INSTRUCTION
Your task is to write out the lines from the line containing "pin: the banner" through the last line of the material, exactly.

— Start of TASK INPUTS —

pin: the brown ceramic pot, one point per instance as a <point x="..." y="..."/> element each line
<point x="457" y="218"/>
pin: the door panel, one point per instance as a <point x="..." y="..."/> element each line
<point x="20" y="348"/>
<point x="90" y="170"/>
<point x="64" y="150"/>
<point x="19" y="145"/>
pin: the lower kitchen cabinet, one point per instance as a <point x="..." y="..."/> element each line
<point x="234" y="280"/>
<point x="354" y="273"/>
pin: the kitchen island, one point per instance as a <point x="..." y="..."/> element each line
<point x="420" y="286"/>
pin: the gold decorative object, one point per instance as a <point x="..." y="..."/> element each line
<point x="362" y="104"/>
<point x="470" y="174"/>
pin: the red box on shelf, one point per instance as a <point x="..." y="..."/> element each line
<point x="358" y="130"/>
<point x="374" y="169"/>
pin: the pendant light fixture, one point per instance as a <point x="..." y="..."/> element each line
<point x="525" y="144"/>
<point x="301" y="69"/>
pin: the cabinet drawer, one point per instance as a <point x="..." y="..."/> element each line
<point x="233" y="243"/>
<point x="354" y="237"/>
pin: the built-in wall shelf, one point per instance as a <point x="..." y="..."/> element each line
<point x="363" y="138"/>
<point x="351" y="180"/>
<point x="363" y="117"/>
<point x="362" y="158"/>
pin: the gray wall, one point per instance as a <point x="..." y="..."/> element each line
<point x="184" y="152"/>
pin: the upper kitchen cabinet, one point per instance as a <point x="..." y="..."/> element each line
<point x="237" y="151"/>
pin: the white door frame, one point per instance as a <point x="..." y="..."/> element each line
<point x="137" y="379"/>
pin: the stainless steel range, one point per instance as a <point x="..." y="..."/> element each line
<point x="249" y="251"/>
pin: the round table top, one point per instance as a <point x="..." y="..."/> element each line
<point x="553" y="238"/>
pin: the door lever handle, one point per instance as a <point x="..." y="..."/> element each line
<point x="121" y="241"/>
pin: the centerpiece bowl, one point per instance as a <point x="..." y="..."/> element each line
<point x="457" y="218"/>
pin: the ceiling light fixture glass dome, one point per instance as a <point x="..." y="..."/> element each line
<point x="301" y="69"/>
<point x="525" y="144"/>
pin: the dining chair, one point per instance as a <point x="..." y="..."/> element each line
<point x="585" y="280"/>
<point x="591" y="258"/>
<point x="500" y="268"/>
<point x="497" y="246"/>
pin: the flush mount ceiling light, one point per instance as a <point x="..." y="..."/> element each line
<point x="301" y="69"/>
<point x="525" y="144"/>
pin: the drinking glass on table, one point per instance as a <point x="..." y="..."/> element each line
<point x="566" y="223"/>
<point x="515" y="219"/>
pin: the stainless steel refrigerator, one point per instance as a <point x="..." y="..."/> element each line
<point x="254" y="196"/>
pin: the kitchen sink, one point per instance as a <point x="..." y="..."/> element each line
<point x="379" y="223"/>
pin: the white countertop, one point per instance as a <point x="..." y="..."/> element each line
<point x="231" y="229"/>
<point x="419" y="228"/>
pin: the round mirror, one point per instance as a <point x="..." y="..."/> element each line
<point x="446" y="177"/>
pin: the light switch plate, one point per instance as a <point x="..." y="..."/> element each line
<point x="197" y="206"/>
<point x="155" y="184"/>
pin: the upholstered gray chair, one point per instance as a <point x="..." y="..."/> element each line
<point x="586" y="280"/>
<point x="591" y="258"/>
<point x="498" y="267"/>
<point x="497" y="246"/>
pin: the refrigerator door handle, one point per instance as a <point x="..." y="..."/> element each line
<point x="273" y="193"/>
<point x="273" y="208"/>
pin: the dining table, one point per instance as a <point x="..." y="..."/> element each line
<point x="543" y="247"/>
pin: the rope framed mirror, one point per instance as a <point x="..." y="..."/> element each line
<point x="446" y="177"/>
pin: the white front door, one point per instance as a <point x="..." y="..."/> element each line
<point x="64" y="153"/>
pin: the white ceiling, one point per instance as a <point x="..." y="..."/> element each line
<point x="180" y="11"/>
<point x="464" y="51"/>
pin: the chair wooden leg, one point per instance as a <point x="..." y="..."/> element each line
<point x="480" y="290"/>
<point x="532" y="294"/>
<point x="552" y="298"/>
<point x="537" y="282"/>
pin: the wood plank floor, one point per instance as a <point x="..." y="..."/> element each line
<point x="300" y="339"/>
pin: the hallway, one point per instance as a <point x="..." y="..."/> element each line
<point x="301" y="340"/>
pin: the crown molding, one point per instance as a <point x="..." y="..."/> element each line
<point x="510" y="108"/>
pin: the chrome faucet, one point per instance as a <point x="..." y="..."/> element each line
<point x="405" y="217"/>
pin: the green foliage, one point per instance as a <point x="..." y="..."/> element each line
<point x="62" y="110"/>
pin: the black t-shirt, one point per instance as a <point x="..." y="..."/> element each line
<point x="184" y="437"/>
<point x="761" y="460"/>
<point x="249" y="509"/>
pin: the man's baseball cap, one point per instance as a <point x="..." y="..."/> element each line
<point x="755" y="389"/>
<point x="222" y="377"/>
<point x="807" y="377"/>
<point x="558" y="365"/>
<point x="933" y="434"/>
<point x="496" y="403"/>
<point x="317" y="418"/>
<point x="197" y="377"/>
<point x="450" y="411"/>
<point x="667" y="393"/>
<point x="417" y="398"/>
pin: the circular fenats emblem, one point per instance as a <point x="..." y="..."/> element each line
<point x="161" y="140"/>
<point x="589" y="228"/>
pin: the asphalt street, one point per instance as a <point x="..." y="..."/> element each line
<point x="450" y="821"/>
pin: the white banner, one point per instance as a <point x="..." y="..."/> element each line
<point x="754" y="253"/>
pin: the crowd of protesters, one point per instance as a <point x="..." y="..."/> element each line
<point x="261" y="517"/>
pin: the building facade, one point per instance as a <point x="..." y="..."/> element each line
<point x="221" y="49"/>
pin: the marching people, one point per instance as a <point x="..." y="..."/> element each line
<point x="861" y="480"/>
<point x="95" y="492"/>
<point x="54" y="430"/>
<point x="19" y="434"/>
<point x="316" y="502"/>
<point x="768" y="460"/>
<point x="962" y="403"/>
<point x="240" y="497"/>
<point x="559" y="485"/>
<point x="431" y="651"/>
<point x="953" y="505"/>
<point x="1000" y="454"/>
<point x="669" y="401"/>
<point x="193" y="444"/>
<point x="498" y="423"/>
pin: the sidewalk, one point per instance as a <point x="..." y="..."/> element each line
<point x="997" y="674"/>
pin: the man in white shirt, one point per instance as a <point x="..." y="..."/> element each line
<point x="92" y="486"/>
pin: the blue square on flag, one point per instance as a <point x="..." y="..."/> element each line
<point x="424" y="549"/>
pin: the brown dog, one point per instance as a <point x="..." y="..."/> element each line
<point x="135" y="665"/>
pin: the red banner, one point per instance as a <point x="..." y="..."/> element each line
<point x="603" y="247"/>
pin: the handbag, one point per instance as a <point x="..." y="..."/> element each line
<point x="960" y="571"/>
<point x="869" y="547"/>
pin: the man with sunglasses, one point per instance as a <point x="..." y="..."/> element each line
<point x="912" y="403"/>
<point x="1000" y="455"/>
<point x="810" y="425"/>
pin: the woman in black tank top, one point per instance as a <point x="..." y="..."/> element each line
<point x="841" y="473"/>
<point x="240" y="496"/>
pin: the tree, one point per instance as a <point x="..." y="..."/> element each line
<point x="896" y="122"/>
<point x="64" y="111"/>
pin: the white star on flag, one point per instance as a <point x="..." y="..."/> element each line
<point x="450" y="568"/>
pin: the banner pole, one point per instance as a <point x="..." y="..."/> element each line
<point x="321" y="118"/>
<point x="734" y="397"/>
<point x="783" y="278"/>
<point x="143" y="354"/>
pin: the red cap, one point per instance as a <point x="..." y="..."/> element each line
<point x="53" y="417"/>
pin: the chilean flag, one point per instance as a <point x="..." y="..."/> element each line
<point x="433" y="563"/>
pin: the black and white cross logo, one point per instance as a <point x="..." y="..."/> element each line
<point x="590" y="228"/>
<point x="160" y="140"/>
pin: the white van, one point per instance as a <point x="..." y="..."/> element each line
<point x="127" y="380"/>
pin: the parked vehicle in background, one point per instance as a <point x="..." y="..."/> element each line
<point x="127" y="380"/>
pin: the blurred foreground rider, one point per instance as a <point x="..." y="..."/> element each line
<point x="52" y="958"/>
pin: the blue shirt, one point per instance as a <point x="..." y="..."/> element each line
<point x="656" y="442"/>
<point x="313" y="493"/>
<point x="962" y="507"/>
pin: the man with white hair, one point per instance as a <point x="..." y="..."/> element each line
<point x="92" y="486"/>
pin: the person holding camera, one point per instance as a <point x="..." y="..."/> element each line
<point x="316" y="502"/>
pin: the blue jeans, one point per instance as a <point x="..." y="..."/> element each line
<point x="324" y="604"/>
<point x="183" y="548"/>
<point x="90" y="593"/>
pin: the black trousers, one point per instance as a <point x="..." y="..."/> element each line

— End of TASK INPUTS —

THE SOLUTION
pin: the banner pole, one point per instance as a <point x="..." y="..."/> element each line
<point x="321" y="118"/>
<point x="734" y="397"/>
<point x="783" y="278"/>
<point x="143" y="354"/>
pin: the red cap, one point per instance as a <point x="..." y="..."/> element each line
<point x="53" y="417"/>
pin: the chilean flag, one point per instance as a <point x="..." y="..."/> element each line
<point x="433" y="563"/>
pin: the black and white cross logo, one point per instance as a <point x="..." y="..."/> element each line
<point x="590" y="228"/>
<point x="160" y="140"/>
pin: the white van, one point per instance as a <point x="..." y="..."/> element each line
<point x="127" y="380"/>
pin: the parked vehicle in background, one point per instance as a <point x="..." y="..."/> element each line
<point x="127" y="380"/>
pin: the blurred foreground rider, one point per instance as a <point x="..." y="..."/> element each line
<point x="52" y="958"/>
pin: the blue shirt, one point per instance as a <point x="..." y="..."/> element each line
<point x="656" y="442"/>
<point x="313" y="493"/>
<point x="962" y="507"/>
pin: the man with white hair, one point per instance as a <point x="..." y="..."/> element each line
<point x="92" y="486"/>
pin: the person holding camera, one point per instance as a <point x="..." y="..."/> element each line
<point x="316" y="502"/>
pin: the blue jeans, one point per instance as a <point x="..." y="..."/> element each line
<point x="324" y="604"/>
<point x="183" y="548"/>
<point x="90" y="593"/>
pin: the black trousers, one point per instance as a <point x="..." y="..."/> element each line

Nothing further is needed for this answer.